Problem to solve: Reproduce every line of the listing below, requests included, increasing each pixel coordinate in the answer points by 136.

(Stored items)
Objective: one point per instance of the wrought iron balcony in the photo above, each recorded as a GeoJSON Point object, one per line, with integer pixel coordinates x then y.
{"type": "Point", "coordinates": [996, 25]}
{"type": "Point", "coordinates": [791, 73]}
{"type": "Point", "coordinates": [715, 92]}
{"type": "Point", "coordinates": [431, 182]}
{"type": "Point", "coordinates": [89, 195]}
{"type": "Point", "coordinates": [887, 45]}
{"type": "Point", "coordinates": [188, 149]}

Output below:
Objective: one point per instance of the wrought iron balcony in the photo above, each recorded as a GeoJSON Point object, one per line, with integer pixel coordinates x then y.
{"type": "Point", "coordinates": [1132, 161]}
{"type": "Point", "coordinates": [927, 209]}
{"type": "Point", "coordinates": [851, 228]}
{"type": "Point", "coordinates": [567, 318]}
{"type": "Point", "coordinates": [225, 331]}
{"type": "Point", "coordinates": [1023, 181]}
{"type": "Point", "coordinates": [324, 285]}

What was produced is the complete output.